YOUR TASK:
Please write the listing below out again exactly, leaving every picture behind.

** BEGIN ITEMS **

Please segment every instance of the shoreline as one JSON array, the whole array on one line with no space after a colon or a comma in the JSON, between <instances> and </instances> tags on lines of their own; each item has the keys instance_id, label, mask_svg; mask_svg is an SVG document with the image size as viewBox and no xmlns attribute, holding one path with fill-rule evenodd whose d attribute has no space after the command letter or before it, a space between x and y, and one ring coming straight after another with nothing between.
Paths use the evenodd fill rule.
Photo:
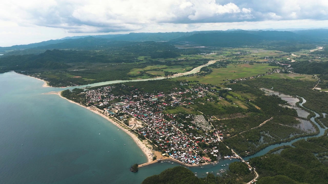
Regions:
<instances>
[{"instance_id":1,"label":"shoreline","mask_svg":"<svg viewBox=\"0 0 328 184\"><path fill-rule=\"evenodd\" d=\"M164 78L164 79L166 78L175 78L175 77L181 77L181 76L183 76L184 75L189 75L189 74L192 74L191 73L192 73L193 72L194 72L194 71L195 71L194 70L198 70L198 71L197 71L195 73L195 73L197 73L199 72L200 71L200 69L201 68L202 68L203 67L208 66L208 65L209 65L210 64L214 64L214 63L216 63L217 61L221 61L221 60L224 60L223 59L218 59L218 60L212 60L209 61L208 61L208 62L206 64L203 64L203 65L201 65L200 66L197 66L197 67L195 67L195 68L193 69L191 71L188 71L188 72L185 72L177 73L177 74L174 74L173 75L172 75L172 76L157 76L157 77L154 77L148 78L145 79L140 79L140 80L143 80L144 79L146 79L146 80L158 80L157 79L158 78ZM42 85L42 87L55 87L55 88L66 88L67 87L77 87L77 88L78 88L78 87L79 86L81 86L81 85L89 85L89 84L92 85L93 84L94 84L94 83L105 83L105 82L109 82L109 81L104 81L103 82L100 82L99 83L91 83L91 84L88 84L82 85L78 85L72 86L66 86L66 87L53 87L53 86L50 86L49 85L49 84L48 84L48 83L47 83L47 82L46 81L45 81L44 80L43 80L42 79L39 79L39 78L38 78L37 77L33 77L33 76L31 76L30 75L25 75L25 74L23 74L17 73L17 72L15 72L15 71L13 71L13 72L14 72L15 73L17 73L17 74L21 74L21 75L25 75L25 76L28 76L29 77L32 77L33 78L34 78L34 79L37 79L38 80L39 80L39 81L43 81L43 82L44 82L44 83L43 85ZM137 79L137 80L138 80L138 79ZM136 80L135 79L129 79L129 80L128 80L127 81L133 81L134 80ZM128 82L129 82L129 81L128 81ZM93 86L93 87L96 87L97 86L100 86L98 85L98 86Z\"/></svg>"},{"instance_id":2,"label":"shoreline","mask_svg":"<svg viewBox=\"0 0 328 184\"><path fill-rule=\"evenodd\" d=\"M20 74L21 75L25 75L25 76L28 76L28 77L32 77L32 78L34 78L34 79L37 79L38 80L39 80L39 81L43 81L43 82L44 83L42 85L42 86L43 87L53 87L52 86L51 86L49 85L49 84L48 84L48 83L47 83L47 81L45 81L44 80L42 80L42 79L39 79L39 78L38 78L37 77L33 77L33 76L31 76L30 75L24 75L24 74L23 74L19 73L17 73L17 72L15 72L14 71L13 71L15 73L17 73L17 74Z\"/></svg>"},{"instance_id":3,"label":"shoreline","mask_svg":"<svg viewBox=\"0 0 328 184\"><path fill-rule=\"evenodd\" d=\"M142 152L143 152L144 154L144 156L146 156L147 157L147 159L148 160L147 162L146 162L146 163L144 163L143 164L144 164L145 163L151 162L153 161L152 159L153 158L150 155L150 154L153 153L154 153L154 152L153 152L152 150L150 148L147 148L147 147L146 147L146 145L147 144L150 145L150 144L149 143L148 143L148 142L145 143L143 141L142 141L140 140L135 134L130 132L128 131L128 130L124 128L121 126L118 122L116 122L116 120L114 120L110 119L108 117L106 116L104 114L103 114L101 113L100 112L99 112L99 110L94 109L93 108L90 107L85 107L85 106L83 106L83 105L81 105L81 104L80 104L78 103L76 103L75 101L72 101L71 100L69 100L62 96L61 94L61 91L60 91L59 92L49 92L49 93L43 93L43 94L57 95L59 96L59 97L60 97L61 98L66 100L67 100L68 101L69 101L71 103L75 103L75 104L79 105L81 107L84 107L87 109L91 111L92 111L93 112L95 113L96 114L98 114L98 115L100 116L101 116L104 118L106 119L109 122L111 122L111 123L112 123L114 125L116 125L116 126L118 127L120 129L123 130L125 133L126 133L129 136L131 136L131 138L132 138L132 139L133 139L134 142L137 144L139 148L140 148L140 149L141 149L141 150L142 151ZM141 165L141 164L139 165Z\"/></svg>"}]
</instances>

** END ITEMS **

RESPONSE:
Please segment every instance of the shoreline as one JSON array, the whole array on one line with no space after a colon or a comma in the JSON, between <instances> and </instances> tags on lines of their own; each item has the keys instance_id, label, mask_svg; mask_svg is an SVG document with the image size as viewBox and no xmlns attribute, holding one path with fill-rule evenodd whose d attribute has no space after the command letter or before it, a space between x and y, and one ring coming straight after another with nothing between.
Paths use the evenodd fill rule.
Photo:
Regions:
<instances>
[{"instance_id":1,"label":"shoreline","mask_svg":"<svg viewBox=\"0 0 328 184\"><path fill-rule=\"evenodd\" d=\"M164 78L164 79L166 78L175 78L175 77L181 77L181 76L183 76L184 75L189 75L189 74L192 74L191 73L192 73L193 72L194 72L194 71L195 71L194 70L198 70L198 71L197 71L195 73L195 73L197 73L199 72L200 71L200 69L201 68L202 68L203 67L208 66L208 65L209 65L210 64L214 64L214 63L216 63L217 61L221 61L221 60L224 60L223 59L218 59L218 60L212 60L209 61L208 61L208 62L206 64L203 64L203 65L201 65L200 66L197 66L197 67L195 67L195 68L193 69L191 71L188 71L188 72L185 72L177 73L177 74L174 74L173 75L172 75L172 76L157 76L157 77L154 77L148 78L145 79L140 79L140 80L143 80L144 79L146 79L146 80L158 80L157 79L158 78ZM42 85L42 87L55 87L55 88L66 88L67 87L77 87L77 88L78 88L78 87L79 86L81 86L81 85L89 85L89 84L92 85L93 84L94 84L94 83L105 83L105 82L109 82L109 81L104 81L103 82L100 82L99 83L91 83L91 84L88 84L82 85L78 85L72 86L66 86L66 87L53 87L53 86L50 86L49 85L49 84L48 84L48 83L47 83L47 82L46 81L45 81L44 80L43 80L42 79L39 79L39 78L38 78L37 77L33 77L33 76L31 76L30 75L25 75L25 74L23 74L17 73L17 72L15 72L15 71L13 71L13 72L14 72L15 73L17 73L17 74L21 74L21 75L25 75L25 76L28 76L29 77L32 77L33 78L34 78L34 79L37 79L38 80L39 80L39 81L43 81L43 82L44 82L44 83L43 85ZM137 79L137 80L138 80L138 79ZM136 80L135 79L129 79L129 80L128 80L127 81L133 81L134 80ZM128 82L129 82L129 81L128 81ZM93 86L93 87L96 87L97 86L100 86L98 85L98 86Z\"/></svg>"},{"instance_id":2,"label":"shoreline","mask_svg":"<svg viewBox=\"0 0 328 184\"><path fill-rule=\"evenodd\" d=\"M20 74L21 75L25 75L25 76L28 76L28 77L32 77L32 78L34 78L34 79L37 79L38 80L39 80L39 81L43 81L43 82L44 83L42 85L42 86L43 87L53 87L52 86L51 86L49 85L49 84L48 84L48 83L47 83L47 81L45 81L44 80L42 80L42 79L39 79L39 78L38 78L37 77L33 77L33 76L31 76L30 75L24 75L24 74L23 74L19 73L17 73L17 72L15 72L14 71L13 71L15 73L17 73L17 74Z\"/></svg>"},{"instance_id":3,"label":"shoreline","mask_svg":"<svg viewBox=\"0 0 328 184\"><path fill-rule=\"evenodd\" d=\"M142 152L143 152L144 154L144 156L146 156L147 157L147 159L148 160L147 162L146 162L146 163L144 163L143 164L144 164L145 163L151 162L153 161L152 159L153 158L150 155L150 154L153 153L154 153L154 152L153 152L152 150L150 148L147 148L147 147L146 147L146 145L147 144L150 145L150 144L149 143L148 143L148 142L145 143L143 141L142 141L140 140L135 134L130 132L128 131L128 130L124 128L121 126L118 122L116 122L116 120L114 120L110 119L108 117L106 116L104 114L103 114L101 113L100 112L99 112L99 110L94 109L93 108L90 107L85 107L85 106L83 106L83 105L81 105L81 104L80 104L78 103L76 103L75 101L72 101L71 100L69 100L62 96L61 94L61 91L60 91L59 92L49 92L49 93L43 93L43 94L57 95L59 96L59 97L60 97L61 98L66 100L67 100L68 101L69 101L71 103L75 103L75 104L79 105L81 107L84 107L87 109L91 111L92 111L93 112L95 113L96 114L98 114L98 115L100 116L101 116L104 118L106 119L109 122L111 122L111 123L112 123L114 125L116 125L116 126L118 127L120 129L123 130L125 133L126 133L129 136L131 136L131 138L132 138L132 139L133 139L134 142L137 144L139 148L140 148L140 149L141 149L141 150L142 151ZM141 165L141 164L139 165Z\"/></svg>"}]
</instances>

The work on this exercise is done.